EXERCISE: Output, word for word, the span of lines that starts at the one containing "Could you please pick out the chin" and ends at the last line of the records.

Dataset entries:
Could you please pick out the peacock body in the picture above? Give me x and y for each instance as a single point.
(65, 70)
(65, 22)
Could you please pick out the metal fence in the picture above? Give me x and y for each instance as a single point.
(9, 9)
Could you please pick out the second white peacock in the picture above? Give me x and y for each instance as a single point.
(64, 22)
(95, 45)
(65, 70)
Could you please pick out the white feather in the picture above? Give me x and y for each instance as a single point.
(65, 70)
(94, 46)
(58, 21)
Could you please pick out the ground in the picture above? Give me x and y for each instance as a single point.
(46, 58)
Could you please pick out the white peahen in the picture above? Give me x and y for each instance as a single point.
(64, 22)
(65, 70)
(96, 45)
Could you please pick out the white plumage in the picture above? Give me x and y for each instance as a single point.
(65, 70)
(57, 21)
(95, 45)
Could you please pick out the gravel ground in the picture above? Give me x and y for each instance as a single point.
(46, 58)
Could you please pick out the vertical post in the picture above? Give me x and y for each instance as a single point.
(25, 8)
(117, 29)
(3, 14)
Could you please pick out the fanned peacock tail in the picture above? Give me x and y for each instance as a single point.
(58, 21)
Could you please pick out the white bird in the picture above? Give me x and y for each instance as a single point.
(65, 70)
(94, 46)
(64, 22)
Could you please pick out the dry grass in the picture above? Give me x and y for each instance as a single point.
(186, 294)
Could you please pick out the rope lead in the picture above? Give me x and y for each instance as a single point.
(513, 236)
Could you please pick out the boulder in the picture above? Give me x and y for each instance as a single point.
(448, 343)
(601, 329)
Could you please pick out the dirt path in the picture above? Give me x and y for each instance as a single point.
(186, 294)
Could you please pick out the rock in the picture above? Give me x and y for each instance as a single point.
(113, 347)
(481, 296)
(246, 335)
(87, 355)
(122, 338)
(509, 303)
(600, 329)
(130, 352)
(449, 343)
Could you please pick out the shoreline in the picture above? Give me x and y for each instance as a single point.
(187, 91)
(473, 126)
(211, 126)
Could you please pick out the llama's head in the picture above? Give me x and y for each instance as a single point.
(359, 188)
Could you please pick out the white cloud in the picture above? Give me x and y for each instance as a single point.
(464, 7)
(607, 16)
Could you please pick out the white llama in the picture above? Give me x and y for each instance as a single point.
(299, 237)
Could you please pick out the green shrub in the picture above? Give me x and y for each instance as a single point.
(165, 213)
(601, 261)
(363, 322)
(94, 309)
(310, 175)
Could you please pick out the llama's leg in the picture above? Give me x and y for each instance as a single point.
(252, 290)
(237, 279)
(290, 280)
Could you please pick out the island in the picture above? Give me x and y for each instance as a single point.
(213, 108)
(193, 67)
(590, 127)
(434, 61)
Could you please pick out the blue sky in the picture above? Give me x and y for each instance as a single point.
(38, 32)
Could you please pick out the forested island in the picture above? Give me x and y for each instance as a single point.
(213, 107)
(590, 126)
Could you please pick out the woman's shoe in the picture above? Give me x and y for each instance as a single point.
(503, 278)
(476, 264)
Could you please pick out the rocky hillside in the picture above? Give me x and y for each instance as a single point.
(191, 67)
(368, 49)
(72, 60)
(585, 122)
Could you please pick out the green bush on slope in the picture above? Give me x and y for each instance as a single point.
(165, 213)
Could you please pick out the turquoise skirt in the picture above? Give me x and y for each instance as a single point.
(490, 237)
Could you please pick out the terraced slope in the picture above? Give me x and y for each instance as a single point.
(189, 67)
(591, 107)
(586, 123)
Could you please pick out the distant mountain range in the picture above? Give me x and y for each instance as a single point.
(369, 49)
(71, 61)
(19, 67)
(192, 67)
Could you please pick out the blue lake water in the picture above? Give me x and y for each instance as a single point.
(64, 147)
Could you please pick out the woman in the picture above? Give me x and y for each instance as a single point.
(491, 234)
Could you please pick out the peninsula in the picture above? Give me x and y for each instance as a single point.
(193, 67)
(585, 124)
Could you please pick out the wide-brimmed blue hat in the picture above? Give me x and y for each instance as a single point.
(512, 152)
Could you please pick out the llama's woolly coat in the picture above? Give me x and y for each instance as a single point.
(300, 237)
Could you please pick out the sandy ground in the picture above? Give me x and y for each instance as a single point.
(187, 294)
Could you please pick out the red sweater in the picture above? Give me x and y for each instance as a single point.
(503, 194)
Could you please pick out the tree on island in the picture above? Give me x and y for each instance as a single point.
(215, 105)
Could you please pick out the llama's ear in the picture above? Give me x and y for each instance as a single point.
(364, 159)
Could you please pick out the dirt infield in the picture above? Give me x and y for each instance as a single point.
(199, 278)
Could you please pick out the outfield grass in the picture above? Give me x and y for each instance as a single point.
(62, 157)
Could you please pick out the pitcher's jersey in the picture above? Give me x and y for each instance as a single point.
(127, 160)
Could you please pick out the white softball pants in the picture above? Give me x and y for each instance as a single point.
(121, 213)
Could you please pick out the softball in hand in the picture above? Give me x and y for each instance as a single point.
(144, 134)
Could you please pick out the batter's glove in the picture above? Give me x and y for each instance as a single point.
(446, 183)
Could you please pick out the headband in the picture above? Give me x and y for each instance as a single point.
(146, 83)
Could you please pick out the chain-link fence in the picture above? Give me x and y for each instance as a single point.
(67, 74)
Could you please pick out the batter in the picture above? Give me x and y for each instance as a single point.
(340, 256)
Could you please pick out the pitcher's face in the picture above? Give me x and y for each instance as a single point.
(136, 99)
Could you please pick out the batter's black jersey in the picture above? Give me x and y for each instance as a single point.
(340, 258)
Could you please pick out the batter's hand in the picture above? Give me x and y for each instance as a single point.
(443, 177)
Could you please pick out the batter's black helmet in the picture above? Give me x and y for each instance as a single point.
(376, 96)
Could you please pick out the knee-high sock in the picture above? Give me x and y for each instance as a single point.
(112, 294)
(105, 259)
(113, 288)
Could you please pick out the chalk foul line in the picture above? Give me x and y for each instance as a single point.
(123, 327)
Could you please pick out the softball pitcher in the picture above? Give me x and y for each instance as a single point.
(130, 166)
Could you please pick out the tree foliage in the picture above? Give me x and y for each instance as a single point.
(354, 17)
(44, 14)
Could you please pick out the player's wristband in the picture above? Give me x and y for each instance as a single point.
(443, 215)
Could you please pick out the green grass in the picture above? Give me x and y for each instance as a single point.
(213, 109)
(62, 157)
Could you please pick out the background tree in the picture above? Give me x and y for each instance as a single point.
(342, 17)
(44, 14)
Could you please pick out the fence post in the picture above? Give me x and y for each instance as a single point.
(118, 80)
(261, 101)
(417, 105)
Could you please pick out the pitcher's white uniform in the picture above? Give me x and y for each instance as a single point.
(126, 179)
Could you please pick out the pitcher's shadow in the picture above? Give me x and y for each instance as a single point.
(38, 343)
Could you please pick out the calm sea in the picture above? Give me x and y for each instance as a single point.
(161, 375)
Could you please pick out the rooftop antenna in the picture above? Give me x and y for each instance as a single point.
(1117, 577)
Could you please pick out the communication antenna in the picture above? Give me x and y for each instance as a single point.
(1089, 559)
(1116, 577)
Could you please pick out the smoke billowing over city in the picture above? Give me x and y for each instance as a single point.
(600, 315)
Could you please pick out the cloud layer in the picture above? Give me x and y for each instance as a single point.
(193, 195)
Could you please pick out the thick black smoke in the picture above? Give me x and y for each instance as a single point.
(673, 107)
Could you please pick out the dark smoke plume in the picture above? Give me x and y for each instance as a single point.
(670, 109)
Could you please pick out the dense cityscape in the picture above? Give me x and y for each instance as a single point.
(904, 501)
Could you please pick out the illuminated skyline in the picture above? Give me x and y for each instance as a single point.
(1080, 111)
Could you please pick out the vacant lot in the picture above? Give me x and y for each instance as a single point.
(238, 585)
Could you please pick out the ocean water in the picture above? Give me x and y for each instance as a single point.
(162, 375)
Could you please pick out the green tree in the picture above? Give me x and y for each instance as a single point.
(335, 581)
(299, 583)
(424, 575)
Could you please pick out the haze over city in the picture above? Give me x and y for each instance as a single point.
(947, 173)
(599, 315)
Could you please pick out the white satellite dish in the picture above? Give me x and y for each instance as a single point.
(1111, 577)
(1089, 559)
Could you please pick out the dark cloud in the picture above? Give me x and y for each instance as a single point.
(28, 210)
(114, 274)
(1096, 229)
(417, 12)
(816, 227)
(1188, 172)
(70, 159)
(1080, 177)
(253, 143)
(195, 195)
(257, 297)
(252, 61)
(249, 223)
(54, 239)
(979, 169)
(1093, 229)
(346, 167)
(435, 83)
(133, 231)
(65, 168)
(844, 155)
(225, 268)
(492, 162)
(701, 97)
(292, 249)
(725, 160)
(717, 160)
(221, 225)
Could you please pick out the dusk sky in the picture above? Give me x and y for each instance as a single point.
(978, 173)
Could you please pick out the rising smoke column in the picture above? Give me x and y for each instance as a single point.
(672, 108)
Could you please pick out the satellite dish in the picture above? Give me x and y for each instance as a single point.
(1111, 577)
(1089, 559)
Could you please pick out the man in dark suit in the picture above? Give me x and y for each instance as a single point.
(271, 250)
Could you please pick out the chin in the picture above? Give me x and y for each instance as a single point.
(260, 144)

RESULT OF THE EXERCISE:
Could you please pick out the chin in the picture above? Give me x and y for each instance as a single point.
(260, 144)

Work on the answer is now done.